Segment Start: Data records
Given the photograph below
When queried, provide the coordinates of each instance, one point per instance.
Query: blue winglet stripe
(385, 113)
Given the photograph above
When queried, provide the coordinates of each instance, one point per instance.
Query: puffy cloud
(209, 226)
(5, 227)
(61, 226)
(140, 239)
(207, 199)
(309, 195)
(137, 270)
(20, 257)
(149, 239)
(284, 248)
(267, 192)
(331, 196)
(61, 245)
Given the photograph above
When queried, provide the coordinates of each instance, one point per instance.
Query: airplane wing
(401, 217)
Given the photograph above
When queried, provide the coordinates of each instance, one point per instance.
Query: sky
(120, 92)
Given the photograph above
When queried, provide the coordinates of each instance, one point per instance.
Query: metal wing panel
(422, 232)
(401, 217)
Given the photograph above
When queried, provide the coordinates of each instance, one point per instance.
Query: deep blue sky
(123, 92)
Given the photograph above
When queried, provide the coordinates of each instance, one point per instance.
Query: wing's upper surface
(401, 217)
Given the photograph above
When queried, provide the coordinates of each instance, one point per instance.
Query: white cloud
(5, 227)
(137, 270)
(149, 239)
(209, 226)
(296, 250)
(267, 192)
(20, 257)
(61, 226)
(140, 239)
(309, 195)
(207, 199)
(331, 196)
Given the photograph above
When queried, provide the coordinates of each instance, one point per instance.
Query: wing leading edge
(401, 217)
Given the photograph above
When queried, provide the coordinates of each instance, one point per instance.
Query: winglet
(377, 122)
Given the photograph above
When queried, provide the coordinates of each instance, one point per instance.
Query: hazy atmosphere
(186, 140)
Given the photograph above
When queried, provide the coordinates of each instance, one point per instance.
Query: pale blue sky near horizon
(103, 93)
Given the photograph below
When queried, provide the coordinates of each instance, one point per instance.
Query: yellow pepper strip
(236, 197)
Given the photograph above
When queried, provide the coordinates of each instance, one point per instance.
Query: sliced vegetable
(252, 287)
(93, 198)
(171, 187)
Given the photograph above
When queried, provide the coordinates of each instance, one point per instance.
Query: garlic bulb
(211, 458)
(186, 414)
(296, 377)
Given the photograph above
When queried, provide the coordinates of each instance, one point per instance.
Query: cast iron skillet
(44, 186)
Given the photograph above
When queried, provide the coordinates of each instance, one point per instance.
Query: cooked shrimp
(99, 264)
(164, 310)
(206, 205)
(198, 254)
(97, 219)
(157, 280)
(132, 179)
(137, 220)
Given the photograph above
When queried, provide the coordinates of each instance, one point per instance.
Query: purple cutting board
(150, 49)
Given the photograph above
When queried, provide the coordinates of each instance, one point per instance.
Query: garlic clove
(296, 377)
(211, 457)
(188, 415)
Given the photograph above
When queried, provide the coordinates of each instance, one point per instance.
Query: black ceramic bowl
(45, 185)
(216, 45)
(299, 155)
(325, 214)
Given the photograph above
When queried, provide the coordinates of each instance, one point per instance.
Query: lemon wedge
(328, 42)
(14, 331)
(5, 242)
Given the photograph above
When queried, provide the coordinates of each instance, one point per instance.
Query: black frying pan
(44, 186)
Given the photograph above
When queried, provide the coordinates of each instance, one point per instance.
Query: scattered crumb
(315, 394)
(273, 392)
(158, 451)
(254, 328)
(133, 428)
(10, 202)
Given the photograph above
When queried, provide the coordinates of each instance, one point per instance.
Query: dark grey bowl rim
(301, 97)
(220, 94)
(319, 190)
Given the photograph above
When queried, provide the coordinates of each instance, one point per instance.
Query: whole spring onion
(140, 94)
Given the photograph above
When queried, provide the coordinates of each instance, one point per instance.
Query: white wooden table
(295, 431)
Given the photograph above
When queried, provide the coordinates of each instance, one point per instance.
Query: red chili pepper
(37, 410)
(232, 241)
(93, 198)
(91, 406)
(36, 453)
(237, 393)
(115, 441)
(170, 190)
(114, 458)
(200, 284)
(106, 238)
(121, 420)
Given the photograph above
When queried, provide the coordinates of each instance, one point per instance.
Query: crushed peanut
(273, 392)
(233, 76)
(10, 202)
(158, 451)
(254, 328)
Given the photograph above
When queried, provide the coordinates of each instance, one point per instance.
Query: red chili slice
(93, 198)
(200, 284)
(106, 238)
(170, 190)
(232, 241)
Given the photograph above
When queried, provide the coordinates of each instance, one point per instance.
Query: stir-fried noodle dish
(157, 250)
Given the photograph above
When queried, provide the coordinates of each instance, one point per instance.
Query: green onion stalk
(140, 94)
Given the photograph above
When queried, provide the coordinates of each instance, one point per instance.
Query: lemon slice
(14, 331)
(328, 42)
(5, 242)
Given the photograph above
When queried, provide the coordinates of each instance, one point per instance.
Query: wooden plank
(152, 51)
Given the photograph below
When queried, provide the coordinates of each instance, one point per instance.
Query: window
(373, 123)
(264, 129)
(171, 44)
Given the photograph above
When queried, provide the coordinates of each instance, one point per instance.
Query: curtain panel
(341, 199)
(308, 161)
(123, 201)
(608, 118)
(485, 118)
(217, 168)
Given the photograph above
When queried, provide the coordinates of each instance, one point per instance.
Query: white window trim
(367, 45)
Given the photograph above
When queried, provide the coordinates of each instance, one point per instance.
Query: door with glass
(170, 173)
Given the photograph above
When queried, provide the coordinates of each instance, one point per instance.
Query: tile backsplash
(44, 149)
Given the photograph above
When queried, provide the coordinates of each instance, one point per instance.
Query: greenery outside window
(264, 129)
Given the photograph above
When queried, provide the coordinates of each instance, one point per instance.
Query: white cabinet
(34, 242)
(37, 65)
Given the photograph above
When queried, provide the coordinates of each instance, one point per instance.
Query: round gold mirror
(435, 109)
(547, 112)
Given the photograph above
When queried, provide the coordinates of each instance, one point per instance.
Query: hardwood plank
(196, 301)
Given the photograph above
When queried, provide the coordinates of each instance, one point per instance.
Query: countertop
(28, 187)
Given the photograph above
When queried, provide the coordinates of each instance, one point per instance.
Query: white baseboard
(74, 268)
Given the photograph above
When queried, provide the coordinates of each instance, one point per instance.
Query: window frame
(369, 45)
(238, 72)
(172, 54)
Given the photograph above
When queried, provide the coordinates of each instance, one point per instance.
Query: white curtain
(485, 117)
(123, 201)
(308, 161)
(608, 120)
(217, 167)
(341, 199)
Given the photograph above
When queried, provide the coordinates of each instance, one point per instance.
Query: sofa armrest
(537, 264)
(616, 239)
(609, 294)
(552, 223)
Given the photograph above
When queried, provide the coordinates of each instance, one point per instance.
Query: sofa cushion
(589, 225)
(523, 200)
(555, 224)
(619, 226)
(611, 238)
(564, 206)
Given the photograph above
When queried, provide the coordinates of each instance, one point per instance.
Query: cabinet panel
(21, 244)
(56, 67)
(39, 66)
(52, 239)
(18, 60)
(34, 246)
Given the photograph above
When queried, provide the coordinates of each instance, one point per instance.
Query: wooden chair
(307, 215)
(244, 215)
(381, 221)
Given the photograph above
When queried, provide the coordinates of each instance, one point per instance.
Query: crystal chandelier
Segment End: Data records
- _Work to complete_
Print out each record above exactly, with nothing omitted.

- _Answer box_
Given the photograph below
When queried, provide the coordinates of each instance, one point per instance.
Query: blue winglet stripe
(385, 113)
Given the photograph above
When queried, provide the coordinates of each instance, one point per instance.
Query: puffy cloud
(209, 226)
(5, 227)
(61, 226)
(140, 239)
(207, 199)
(309, 195)
(137, 270)
(20, 257)
(149, 239)
(284, 248)
(267, 192)
(331, 196)
(61, 245)
Given the photograph above
When queried, provide the coordinates of each instance, one point per instance.
Query: airplane wing
(401, 217)
Given the photograph above
When queried, provide the coordinates of each instance, one point per instance.
Query: sky
(120, 92)
Given the photograph above
When queried, provide the coordinates of each instance, one point per instance.
Query: metal wing panel
(422, 232)
(401, 217)
Given the photograph above
When queried, provide the coordinates of each instance, one point per instance.
Query: deep blue sky
(123, 92)
Given the photograph above
When queried, provide the coordinates of each instance, one point per instance.
Query: wing's upper surface
(401, 217)
Given the photograph above
When queried, provide the coordinates of each instance, one point per instance.
Query: white cloud
(5, 227)
(137, 270)
(149, 239)
(209, 226)
(296, 250)
(267, 192)
(20, 257)
(61, 226)
(140, 239)
(309, 195)
(207, 199)
(331, 196)
Given the photograph above
When queried, provide the coordinates of each instance, one point per instance.
Query: wing leading edge
(401, 217)
Given the photograph above
When queried, provide the coordinates of each instance, one point per instance.
Query: winglet
(377, 122)
Given the photograph above
When queried, provide the coordinates of each instance, one point per instance.
Query: hazy atmosphere
(186, 140)
Given the photograph above
When queried, provide the coordinates of each instance, one point per instance.
Query: pale blue sky near horizon
(103, 93)
Given the photograph below
When queried, provide the coordinates of each instance, one point per instance.
Query: yellow pepper strip
(236, 197)
Given the photograph above
When queried, provide the coordinates of each instance, one point per instance.
Query: sliced vegetable
(252, 287)
(93, 198)
(171, 187)
Given the photograph above
When queried, provide the coordinates of each instance, one point per instance.
Query: garlic bulb
(211, 458)
(186, 414)
(296, 377)
Given the photograph above
When queried, provide the coordinates of each instance, one point per instance.
Query: cast iron skillet
(44, 186)
Given the photograph above
When queried, provide the coordinates of each instance, one point per instance.
Query: cooked shrimp
(99, 264)
(164, 310)
(206, 205)
(198, 254)
(97, 219)
(157, 280)
(132, 179)
(137, 220)
Given the photograph above
When queried, provide the coordinates of each instance, one point per instance.
Query: purple cutting board
(150, 49)
Given the photograph above
When queried, provide the coordinates of each instance, one point per instance.
Query: garlic clove
(296, 377)
(211, 457)
(188, 415)
Given the photograph above
When queried, provide the coordinates of each instance, one point per instance.
Query: black ceramic bowl
(45, 185)
(216, 45)
(299, 155)
(325, 214)
Given the photograph above
When queried, provide the coordinates of each instance, one point per instance.
Query: lemon wedge
(328, 42)
(14, 331)
(5, 242)
Given the photograph above
When queried, provide the coordinates of each instance, one point per instance.
Query: black frying pan
(44, 186)
Given the photograph above
When queried, provide the coordinates of each instance, one point per instance.
Query: scattered crumb
(315, 394)
(273, 392)
(158, 451)
(254, 328)
(133, 428)
(10, 202)
Given the photograph above
When queried, provide the coordinates of each instance, one point per instance.
Query: dark grey bowl rim
(301, 97)
(220, 94)
(319, 190)
Given the photograph above
When queried, provide the coordinates of each instance, one point per instance.
Query: whole spring onion
(140, 94)
Given the photograph above
When queried, provide the coordinates of each instance, one point per instance.
Query: white wooden table
(295, 431)
Given the photograph above
When queried, provide the coordinates of each instance, one point per instance.
Query: red chili pepper
(37, 410)
(232, 241)
(93, 198)
(91, 406)
(36, 453)
(237, 393)
(115, 441)
(170, 190)
(114, 458)
(200, 284)
(106, 238)
(121, 420)
Given the photograph above
When queried, provide the coordinates of each instance, one point per instance.
Query: crushed peanut
(273, 392)
(233, 76)
(10, 202)
(158, 451)
(254, 328)
Given the photograph above
When queried, provide the coordinates of each instance, one point per instance.
Query: red chili slice
(93, 198)
(200, 284)
(106, 238)
(170, 190)
(232, 241)
Given the photograph above
When queried, provide the coordinates of each instance, one point per instance.
Query: stir-fried noodle dish
(157, 250)
Given the photograph above
When queried, provide the coordinates of each instance, one point per instance.
Query: green onion stalk
(140, 94)
Given the photograph above
When queried, provide the coordinates of each instance, one point per instance.
Query: lemon slice
(14, 331)
(328, 42)
(5, 242)
Given the photograph above
When queried, provide the coordinates of each instance, one point per instance.
Query: wooden plank
(152, 51)
Given the photograph below
When queried, provide the coordinates of each instance, one point per instance.
Query: window
(373, 123)
(264, 129)
(171, 44)
Given the photograph above
When queried, provide the coordinates of each instance, one point per instance.
Query: curtain panel
(341, 199)
(308, 161)
(123, 201)
(608, 118)
(485, 118)
(217, 168)
Given the photograph above
When queried, provide the coordinates of each instance, one point per instance.
Query: white window trim
(367, 45)
Given the photograph above
When queried, provide the coordinates of each instance, one point per instance.
Query: door with glass
(170, 173)
Given the photograph above
When queried, provide the coordinates of each instance, one point per instance.
Query: tile backsplash
(44, 149)
Given the photograph above
When queried, provide the coordinates of each instance, one point per instance.
Query: greenery outside window
(264, 129)
Given the photograph above
When queried, provide the coordinates of each instance, one point per instance.
Query: white cabinet
(34, 242)
(37, 65)
Given the photograph above
When queried, provide the coordinates of each instance, one point per instance.
Query: round gold mirror
(435, 109)
(547, 112)
Given the photograph above
When queried, provide the coordinates of each instance, one point per instance.
Query: hardwood plank
(196, 301)
Given the photograph above
When queried, provide the coordinates of each instance, one point per instance.
Query: countertop
(28, 187)
Given the photograph above
When queried, provide the coordinates of each instance, one point per instance.
Query: white baseboard
(74, 268)
Given the photograph above
When queried, provide the coordinates of each instance, one point per instance.
Query: window frame
(369, 45)
(238, 72)
(172, 54)
Given the photograph above
When queried, provide the coordinates of each instance, one point per instance.
Query: white curtain
(485, 117)
(123, 201)
(308, 161)
(608, 120)
(217, 167)
(341, 199)
Given the photograph above
When queried, provide the coordinates of each instance, one point per instance.
Query: sofa armrest
(537, 264)
(616, 239)
(609, 294)
(552, 223)
Given the photograph above
When queried, provide the coordinates of each instance, one point per instance.
Query: sofa cushion
(589, 225)
(523, 200)
(555, 224)
(619, 226)
(611, 238)
(564, 206)
Given the photograph above
When queried, provide the coordinates of each instance, one point per instance.
Query: cabinet panel
(21, 244)
(56, 67)
(39, 66)
(52, 239)
(18, 60)
(34, 246)
Given the photograph above
When queried, provide the coordinates of each instance, one point per instance.
Query: wooden chair
(307, 215)
(244, 215)
(381, 221)
Given the photograph above
When queried, provide the coordinates of each instance, one point per instance.
Query: crystal chandelier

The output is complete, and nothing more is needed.